Entries provided »

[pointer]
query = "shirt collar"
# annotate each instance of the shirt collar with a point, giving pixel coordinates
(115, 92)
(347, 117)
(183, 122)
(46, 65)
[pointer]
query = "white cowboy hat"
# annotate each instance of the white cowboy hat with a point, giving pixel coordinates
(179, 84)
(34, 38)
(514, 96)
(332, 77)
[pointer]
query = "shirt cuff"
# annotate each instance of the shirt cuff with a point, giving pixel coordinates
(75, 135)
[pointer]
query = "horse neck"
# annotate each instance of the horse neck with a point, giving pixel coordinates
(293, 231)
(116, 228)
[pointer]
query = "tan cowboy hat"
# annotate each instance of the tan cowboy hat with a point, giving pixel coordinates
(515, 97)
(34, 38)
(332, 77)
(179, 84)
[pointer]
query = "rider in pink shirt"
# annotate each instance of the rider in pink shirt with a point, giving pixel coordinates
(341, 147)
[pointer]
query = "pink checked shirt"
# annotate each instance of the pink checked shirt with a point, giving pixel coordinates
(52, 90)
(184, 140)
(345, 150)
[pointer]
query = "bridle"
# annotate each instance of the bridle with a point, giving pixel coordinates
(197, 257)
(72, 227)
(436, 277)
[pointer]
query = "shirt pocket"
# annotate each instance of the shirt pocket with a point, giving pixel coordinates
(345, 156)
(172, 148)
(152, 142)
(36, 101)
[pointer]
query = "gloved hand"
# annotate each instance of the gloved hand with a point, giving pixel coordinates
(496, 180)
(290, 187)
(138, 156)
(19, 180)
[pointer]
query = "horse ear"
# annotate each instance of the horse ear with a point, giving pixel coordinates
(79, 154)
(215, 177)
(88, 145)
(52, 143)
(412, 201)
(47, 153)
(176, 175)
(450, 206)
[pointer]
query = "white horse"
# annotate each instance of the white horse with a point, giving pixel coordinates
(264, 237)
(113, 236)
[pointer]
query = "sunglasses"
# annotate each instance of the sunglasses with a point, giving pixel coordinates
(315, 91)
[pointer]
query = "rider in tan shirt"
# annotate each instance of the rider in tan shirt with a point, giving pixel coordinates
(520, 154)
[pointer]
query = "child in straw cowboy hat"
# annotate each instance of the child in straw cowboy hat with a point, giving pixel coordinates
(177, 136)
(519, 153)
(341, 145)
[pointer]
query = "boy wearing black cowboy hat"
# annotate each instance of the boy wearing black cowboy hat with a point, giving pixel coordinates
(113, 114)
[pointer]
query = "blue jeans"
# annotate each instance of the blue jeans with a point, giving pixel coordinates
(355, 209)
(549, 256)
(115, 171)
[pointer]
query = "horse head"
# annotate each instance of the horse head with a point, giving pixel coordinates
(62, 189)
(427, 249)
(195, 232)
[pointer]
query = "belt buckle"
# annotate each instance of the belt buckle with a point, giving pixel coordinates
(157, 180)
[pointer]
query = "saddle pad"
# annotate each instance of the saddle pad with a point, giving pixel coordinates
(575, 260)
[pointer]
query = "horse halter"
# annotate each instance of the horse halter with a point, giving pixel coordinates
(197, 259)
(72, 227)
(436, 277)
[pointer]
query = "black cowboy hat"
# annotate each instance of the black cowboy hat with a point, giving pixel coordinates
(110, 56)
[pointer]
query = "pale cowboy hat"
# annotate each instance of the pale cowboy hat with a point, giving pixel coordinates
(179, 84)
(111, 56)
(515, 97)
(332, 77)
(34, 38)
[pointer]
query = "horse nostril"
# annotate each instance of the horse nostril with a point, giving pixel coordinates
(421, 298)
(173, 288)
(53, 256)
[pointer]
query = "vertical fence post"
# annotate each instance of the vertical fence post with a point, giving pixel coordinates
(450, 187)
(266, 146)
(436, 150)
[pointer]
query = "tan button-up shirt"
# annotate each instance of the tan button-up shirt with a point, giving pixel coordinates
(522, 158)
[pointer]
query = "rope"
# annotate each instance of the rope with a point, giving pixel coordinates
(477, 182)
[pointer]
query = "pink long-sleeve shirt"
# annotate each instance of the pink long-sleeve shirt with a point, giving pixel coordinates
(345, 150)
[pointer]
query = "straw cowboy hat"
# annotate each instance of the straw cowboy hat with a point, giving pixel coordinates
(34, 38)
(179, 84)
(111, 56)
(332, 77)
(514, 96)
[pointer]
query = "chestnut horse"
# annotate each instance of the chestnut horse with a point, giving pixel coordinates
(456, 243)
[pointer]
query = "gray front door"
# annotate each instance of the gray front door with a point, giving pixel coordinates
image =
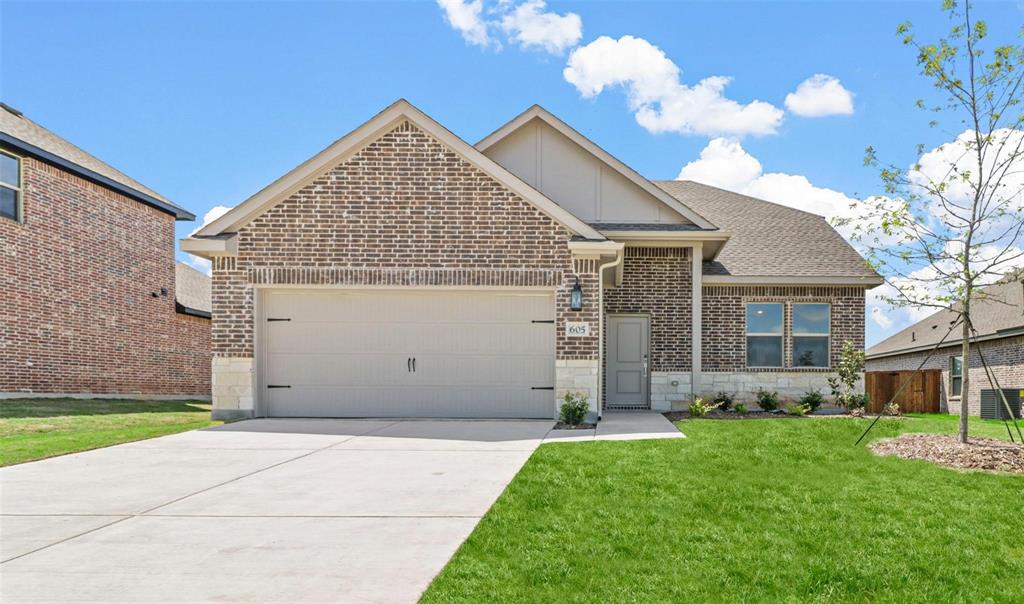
(626, 362)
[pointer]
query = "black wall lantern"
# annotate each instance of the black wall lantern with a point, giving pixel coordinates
(576, 298)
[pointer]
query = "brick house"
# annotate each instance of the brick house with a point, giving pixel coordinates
(402, 271)
(998, 317)
(90, 304)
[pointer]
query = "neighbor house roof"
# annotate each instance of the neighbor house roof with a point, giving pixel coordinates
(772, 243)
(997, 313)
(26, 136)
(192, 291)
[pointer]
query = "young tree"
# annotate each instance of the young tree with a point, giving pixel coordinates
(953, 220)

Problem statement »
Every line of the material must be returned verbatim, and pictures must be left behind.

Exercise response »
[pointer]
query = "shirt collar"
# annotate each instance of the shirt collar with a point, giving pixel coordinates
(115, 92)
(347, 117)
(183, 122)
(46, 65)
[pointer]
query = "white cowboy hat"
# annotate each instance of the white cowboy hat with a point, giving pixel coordinates
(179, 84)
(34, 38)
(514, 96)
(332, 77)
[pointer]
query = "shirt cuff"
# annotate each instance of the shirt cuff with a point, giving pixel coordinates
(75, 135)
[pointer]
query = "horse neck"
# annotate each instance of the horse neck with a point, giving pixel coordinates
(293, 231)
(116, 228)
[pointer]
query = "tan cowboy hat"
# annotate each instance of the tan cowboy hat with a point, giving pixel coordinates
(515, 97)
(34, 38)
(332, 77)
(179, 84)
[pointer]
query = "rider in pink shirt"
# annotate each instance of the rider in pink shirt with a point, giving pixel coordinates
(341, 147)
[pointer]
query = "pink checked shirt"
# annotate each instance of the pink checked shirt with a point, giving pixel coordinates
(52, 90)
(184, 140)
(345, 150)
[pointer]
query = "bridle"
# annotate each instance of the bridle with a point, giving pixel coordinates
(197, 257)
(72, 227)
(436, 277)
[pointer]
query = "shirt pocket"
# annotate each instance of the shirt pocket with a point, giving pixel coordinates
(345, 156)
(172, 148)
(152, 142)
(36, 101)
[pointer]
query = "gloved hand"
# annotate each instance of the gloved hand with a point, giving pixel coordinates
(496, 180)
(290, 187)
(138, 156)
(19, 180)
[pointer]
query = "horse ear"
# annotate each instance of the horse ear with a point, giving pixel coordinates
(79, 154)
(215, 177)
(88, 145)
(52, 143)
(412, 201)
(47, 153)
(176, 175)
(450, 206)
[pointer]
query = "white horse"
# annotate each instance of the white horse with a point, giving pixel coordinates
(264, 237)
(113, 236)
[pointer]
query = "sunglasses"
# annotate each instance of the sunglasses with a point, giving pixel coordinates
(315, 91)
[pointer]
query = "rider in tan shirt"
# annotate each instance of the rider in tan shirt with a point, giving pixel coordinates
(520, 154)
[pointer]
query = "child in straw cowboy hat"
# annotate each instance of the child in straw cowboy hat with a point, giving pixel coordinates
(177, 136)
(519, 153)
(341, 145)
[pointer]
query = "boy wearing black cowboy hat"
# annotate each instance of the boy wearing black cowboy hat with a point, giving pixel coordinates
(113, 114)
[pointer]
query = "blue jeans"
# annotate each instance of the blue jeans with a point, giving pixel coordinates
(355, 209)
(549, 256)
(115, 171)
[pointer]
query = "horse head"
# annotate each instance of the horse head with a point, giving pixel coordinates
(62, 189)
(427, 249)
(195, 232)
[pointer]
query = "belt buckle"
# annotate each instance of the belt buckle with a point, giving pixel coordinates
(157, 180)
[pointer]
query = "saddle pad"
# annotate each instance of the saddle pad with a point, giving pixel coordinates
(575, 260)
[pointer]
query = "horse halter"
# annotate each instance of the horse halter with a point, giving pixel coordinates
(197, 259)
(72, 227)
(436, 277)
[pointer]
query = "black cowboy hat"
# annotate each instance of the black cowboy hat with a point, giving pixel coordinates
(110, 56)
[pointer]
query = "pale cowboy hat"
# annotate each instance of the pale cowboy hat with a point, giving pixel coordinates
(179, 84)
(111, 56)
(515, 97)
(332, 77)
(34, 38)
[pointer]
query = "horse nostril"
# annotate each instance of the horse nostril with a point, giving pixel coordinates
(421, 298)
(173, 288)
(53, 256)
[pointer]
query = "vertical fence post"
# annotate each instance of the vertical fence post with a point, giving pixel coordinates
(450, 187)
(266, 146)
(436, 150)
[pointer]
query = "tan button-up shirt"
# annotate each instance of the tan button-up shirt with a point, giving pixel coordinates
(522, 158)
[pointer]
query = "rope"
# annotate each instance of the rope with a point, giving pixel coordinates
(477, 182)
[pointer]
query = "pink long-sleeve shirt"
# annotate each instance of the pink long-sleeve shirt with a point, giving pixel coordinates
(345, 150)
[pointer]
query = "straw cowboy hat"
# annotate each instance of the straw cowboy hat with a point, giving pixel coordinates
(34, 38)
(179, 84)
(111, 56)
(332, 77)
(514, 96)
[pointer]
query = "chestnut horse"
# annotate each instance of the chestnut horse with a point, giving pixel coordinates
(456, 243)
[pointer]
query = "gray front door"
# annotate each instance of the gray front door with a point, giving pixel coordinates
image =
(626, 362)
[pointer]
query = "black wall lantern"
# annotate each instance of the black wall lantern with a point, giving pixel coordinates
(576, 298)
[pointer]
query = "brick house"
# annotate each instance of the brick house with a point, giving pixel coordinates
(402, 271)
(998, 317)
(90, 304)
[pointer]
query = "neighbor house roof"
# annotate each instance of the neighbor house roof with a point, giving pixel coordinates
(772, 243)
(997, 313)
(26, 136)
(192, 291)
[pointer]
query = "young tree"
# annotate each instance of the young tree with a point, giving pixel coordinates
(953, 220)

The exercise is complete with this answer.